• TAREFAS PROPOSTAS:
1. Reescreva em forma de lista o parágrafo do texto sobre o artista pós-contemporâneo que começa com "O seu interesse se encontra", mantendo os fatos principais.
2. Por favor, dê prosseguimento ao texto sobre o artista pós-contemporâneo a partir da última frase apresentada, no mesmo tom.
+++ TEXTO CITADO
O contemporâneo-cosmopolita sobe às cabeças e se transforma num discurso geral, coercitivo e seletivo, num discurso de poder, fortemente marcado pelo “deve”, pela sensação de “verdade” e “adequação”, cuja estética acaba sempre redundando numa penalogia, num tratado ideológico de “autenticidade”, num imperativo de ação sob a forma de um caminho (que é um estilo).
O principal perigo de toda essa fala, no entanto, reside na manobra retórica e simplista de identificar o “contemporâneo-cosmopolita” como manifestação de forças “progressistas” e instalar o mito da hierarquia ideológica que não permite outras alternativas além daquela da “perfeição” da ortodoxia, colocando (todos) os artistas num dos dois pólos: ou no altar da glória ou no pó da heresia, estes últimos sendo praticamente excluídos do terreno da circulação de idéias (quando muito, em casos excepcionais, reduzidos a simples valores episódicos), como se o não professar a sua “fé” e “forma” fosse um ato de traição (quando muitas vezes é justamente o contrário), movimentos, processos e energias gestados no interior do próprio contemporâneo, marcados por algum tipo de novidade radical e que se encontrem ainda num estágio de difusa e difícil emergência sendo travados pelo seu filtro moralista que só aceita o que ele próprio dá de antemão, em sua vocação funcional para o imperialismo monopolista, gerando uma rarefação “metafísica” em que a troca de argumentos se torna impossível.
O conceito de “contemporâneo”, um conceito essencialmente de gabinete, se reduz, no fundo, à força de um adjetivo, e não se pode lutar por um adjetivo: um adjetivo não é um objetivo.
O novo artista não quer, contudo, aniquilar o “contemporâneo-cosmopolita” e sua arte “realista-capitalista”. Ao contrário. O que ele não tem é interesse nesse tipo de polêmica ultrapassada. Que se dê contemporâneo para os contemporaneístas, contemporâneo para quem precisa de contemporâneo, “polícia para quem precisa de polícia”.
Ele não vai, no entanto, admitir que a “voz contemporânea”, que se enquadra num modelo globalizante de discurso estético e proposta estratégica, seja a única voz.
O século XXI demanda a multiplicação, o desdobramento e a ampliação do campo dos possíveis, e a aventura contemporânea terá que se conformar em ser apenas um dos níveis dessa viagem através do desconhecido.
O novo artista é pós-contemporâneo.
O seu interesse se encontra na discussão da linguagem (o que pressupõe a discussão de linguagens, ou seja, a sua discussão político-ideológica), no livre curso das idéias (o que pressupõe a dissolução de fronteiras hierárquicas, de guetos estéticos e de quistos econômicos) e na liberdade de expressão (vista não apenas como um elitista problema do artista, mas como um problema de todos os homens).
Pensar o (pós) contemporâneo demanda discutir como as linguagens são produzidas, qual a sua circulação (ou impedimento), como se desenvolvem, se reproduzem e se transformam.
++++++
+++ MATERIAL FORNECIDO
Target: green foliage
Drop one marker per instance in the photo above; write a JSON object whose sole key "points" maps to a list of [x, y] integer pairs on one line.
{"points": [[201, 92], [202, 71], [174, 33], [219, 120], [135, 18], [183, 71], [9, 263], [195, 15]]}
++++++
• RESPOSTAS POR TAREFA:
1.
- Discussão da linguagem, que pressupõe a discussão de linguagens, ou seja, sua discussão político-ideológica.
- Livre curso das idéias, que pressupõe a dissolução de fronteiras hierárquicas, de guetos estéticos e de quistos econômicos.
- Liberdade de expressão, vista não só como um problema elitista do artista, mas como um problema de todos os homens.

2.
Pois é só na presença de toda produção cultural contemporânea que a palavra contemporâneo pode adquirir algum (eventual) significado.
Operar com a idéia genérica de contemporâneo é operar sob o risco da construção de pré-conceitos, da imposição de sentidos, do condicionamento de leituras e da instrumentalização arbitrária de julgamentos.
O contemporâneo não pode ser um valor que qualifique e determine as produções culturais genericamente, a partir de uma certa idéia de contemporâneo instituída pelo pós-modernismo e pelo anglo-cosmopolitismo.
O contemporâneo não é uma essência genérica, ele não existe em si, ele sozinho não explica nada, ele tem a realidade de uma máscara, que ao mesmo tempo expressa e esconde alguma coisa.
O problema do contemporâneo, hoje, é exclusivo das situações periféricas, em crise de comparecimento, de exclusão e de inserção em contextos mais amplos onde se desenrola a cena da dominação.
A afirmação do caráter contemporâneo (com tudo que isso implica no campo da cultura, da economia e da política) importa na definição da relação entre o próprio e o outro, relação que é sempre uma relação entre centro e periferia, dominantes e dominados.
Deste modo, a discussão sobre o contemporâneo acaba sempre por tematizar a articulação entre a produção da cultura e a sua circulação, isto é, a problemática da inserção do periférico em um circuito já dado, o que acaba forçosamente recaindo na crítica a esse mesmo circuito e na consideração de vias alternativas de acesso, bem como na produção de novas formas de pensar.
A dimensão da dominação no plano externo não impede e até facilita a discussão de sua dimensão interna, que é ainda o seu mesmo desdobramento.
A questão do contemporâneo (e o contemporâneo é mais uma ânsia que uma questão) tem sido um dispositivo eficaz à disposição dos segmentos nacionais privilegiados no sentido do monopólio da vida econômico-cultural, estendendo-se a si mesmos a condição de intérpretes (privilegiados) desse contemporâneo estratificado.
A análise da dimensão externa da dominação deve ser complementada pela análise de sua face consular interna.
Seria a renúncia a si o que caracterizaria a contemporaneidade?
Num mundo dominado por imagens, paradoxalmente nos faltam imagens que dêem conta da inteireza e variedade do humano.
E esta é hoje a contradição fundamental de quem trabalha com visualidade: não conseguir ver o real em sua totalidade.
Artistas que, por questões ideológicas e de classe são incapazes de vislumbrar uma parte essencial da realidade em que vivem, segregados em seu circuito panóptico que torna “invisível” o circundante “incômodo”.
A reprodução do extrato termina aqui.